> _REQUEST_: In the listing below, find the line containing "logo in the photo above.". Write out that line and every line after it to the end, exactly and only those.

======== STORED DATA ========

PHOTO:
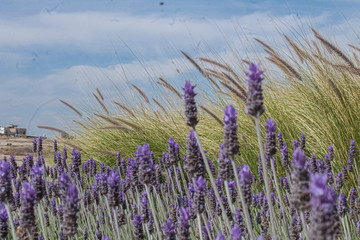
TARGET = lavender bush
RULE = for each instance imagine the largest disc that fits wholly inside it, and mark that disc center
(144, 197)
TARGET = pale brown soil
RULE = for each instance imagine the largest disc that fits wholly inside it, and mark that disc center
(21, 147)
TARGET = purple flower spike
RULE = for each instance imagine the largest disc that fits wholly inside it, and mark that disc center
(323, 203)
(34, 145)
(254, 101)
(236, 233)
(37, 181)
(342, 205)
(174, 155)
(331, 153)
(270, 138)
(194, 163)
(138, 231)
(190, 105)
(183, 224)
(302, 141)
(169, 230)
(300, 177)
(70, 211)
(146, 167)
(220, 236)
(245, 178)
(230, 141)
(113, 181)
(5, 182)
(200, 194)
(299, 159)
(280, 140)
(27, 215)
(4, 228)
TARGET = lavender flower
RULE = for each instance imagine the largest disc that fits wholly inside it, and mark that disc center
(34, 145)
(302, 141)
(230, 140)
(5, 182)
(27, 215)
(220, 236)
(190, 105)
(174, 155)
(254, 100)
(300, 176)
(4, 228)
(37, 182)
(40, 146)
(280, 141)
(339, 182)
(101, 183)
(144, 210)
(200, 194)
(342, 205)
(64, 182)
(113, 182)
(323, 202)
(138, 231)
(70, 211)
(194, 163)
(236, 233)
(169, 230)
(183, 225)
(270, 138)
(245, 178)
(224, 165)
(285, 158)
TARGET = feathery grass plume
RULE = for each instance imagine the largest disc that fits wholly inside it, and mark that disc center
(331, 48)
(230, 140)
(128, 110)
(101, 103)
(71, 107)
(190, 104)
(54, 129)
(141, 93)
(234, 91)
(167, 85)
(160, 106)
(255, 100)
(300, 53)
(211, 114)
(101, 96)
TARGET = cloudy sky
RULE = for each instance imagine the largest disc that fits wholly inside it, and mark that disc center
(51, 50)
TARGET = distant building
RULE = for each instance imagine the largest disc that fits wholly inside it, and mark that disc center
(13, 130)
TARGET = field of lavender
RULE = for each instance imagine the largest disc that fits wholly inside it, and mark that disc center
(184, 196)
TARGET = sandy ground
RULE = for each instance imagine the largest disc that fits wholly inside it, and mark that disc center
(21, 147)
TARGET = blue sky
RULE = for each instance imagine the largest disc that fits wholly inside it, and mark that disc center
(52, 50)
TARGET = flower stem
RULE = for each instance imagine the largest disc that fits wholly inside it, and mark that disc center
(242, 199)
(212, 181)
(266, 178)
(13, 233)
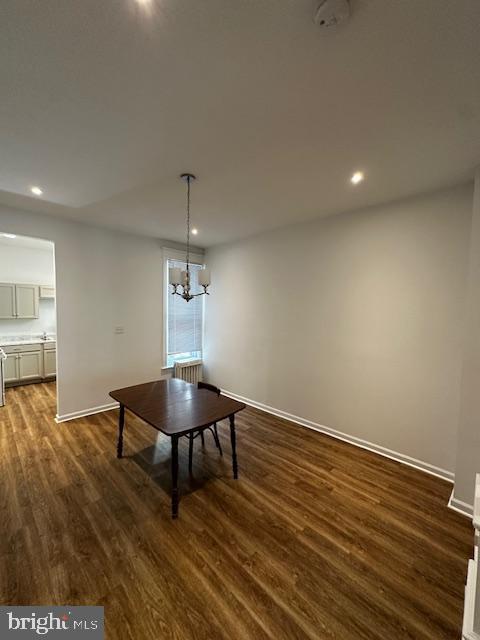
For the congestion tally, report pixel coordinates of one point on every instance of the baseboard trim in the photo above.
(459, 506)
(339, 435)
(86, 412)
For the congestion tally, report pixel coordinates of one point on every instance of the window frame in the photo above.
(176, 254)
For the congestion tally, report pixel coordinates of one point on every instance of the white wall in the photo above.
(103, 279)
(468, 451)
(33, 265)
(353, 322)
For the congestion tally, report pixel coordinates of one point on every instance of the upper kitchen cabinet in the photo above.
(7, 301)
(18, 300)
(26, 298)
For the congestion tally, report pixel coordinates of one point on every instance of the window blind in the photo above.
(185, 319)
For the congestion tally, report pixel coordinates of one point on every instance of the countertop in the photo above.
(15, 342)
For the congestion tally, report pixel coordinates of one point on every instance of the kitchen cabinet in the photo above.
(30, 362)
(30, 365)
(7, 301)
(49, 363)
(11, 368)
(26, 299)
(19, 300)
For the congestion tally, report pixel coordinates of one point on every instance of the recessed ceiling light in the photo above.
(357, 177)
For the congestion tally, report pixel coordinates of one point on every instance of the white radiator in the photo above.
(188, 370)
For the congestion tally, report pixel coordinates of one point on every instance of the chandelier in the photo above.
(177, 277)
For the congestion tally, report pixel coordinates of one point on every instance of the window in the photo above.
(184, 320)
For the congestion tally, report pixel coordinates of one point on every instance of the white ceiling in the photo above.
(105, 103)
(26, 243)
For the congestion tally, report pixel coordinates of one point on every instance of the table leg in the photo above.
(234, 448)
(174, 476)
(121, 424)
(190, 452)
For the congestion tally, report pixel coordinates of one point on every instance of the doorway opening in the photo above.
(28, 317)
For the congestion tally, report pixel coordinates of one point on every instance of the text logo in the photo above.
(23, 623)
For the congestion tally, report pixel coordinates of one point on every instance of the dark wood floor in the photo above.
(317, 539)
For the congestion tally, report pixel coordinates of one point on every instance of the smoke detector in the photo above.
(331, 13)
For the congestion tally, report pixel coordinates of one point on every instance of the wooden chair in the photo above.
(212, 428)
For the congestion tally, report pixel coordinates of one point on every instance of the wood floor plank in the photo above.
(317, 540)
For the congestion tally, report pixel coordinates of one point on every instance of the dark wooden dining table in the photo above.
(176, 408)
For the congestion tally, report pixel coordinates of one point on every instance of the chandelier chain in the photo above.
(188, 223)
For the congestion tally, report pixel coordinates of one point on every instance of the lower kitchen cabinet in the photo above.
(11, 368)
(49, 363)
(30, 363)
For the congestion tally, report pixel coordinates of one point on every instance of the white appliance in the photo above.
(3, 357)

========

> _TASK RESPONSE_:
For the congestion tally, report pixel coordinates of one point on every instance of the text logo in the photo above.
(23, 623)
For the congestion tally, report pixel coordinates of one point on every instance of the dark wood floor in the photo above.
(317, 539)
For the congestion tally, report pixel coordinates of one point on every instance of the smoke detector in the photo above.
(331, 13)
For the congestion tally, report pixel coordinates of one point on every instance of the wooden chair in the photo above.
(212, 428)
For the congestion tally, report pixel coordinates of one point on every instance of the wood floor plank in the photo above.
(317, 540)
For the congestion tally, report pixel coordinates of one point on every instance of the dark wooden dining table in the photo above.
(176, 408)
For the congestion tally, report pixel coordinates of one point on every instance of the chandelier chain in the photo above.
(188, 223)
For the congestion tally, report pixel coordinates of one point on every instance of the lower kitchen cabinet in the photo above.
(11, 368)
(49, 363)
(30, 363)
For the congestion tally, report pixel coordinates of one point on every instance of the white appliance in the photo above.
(3, 357)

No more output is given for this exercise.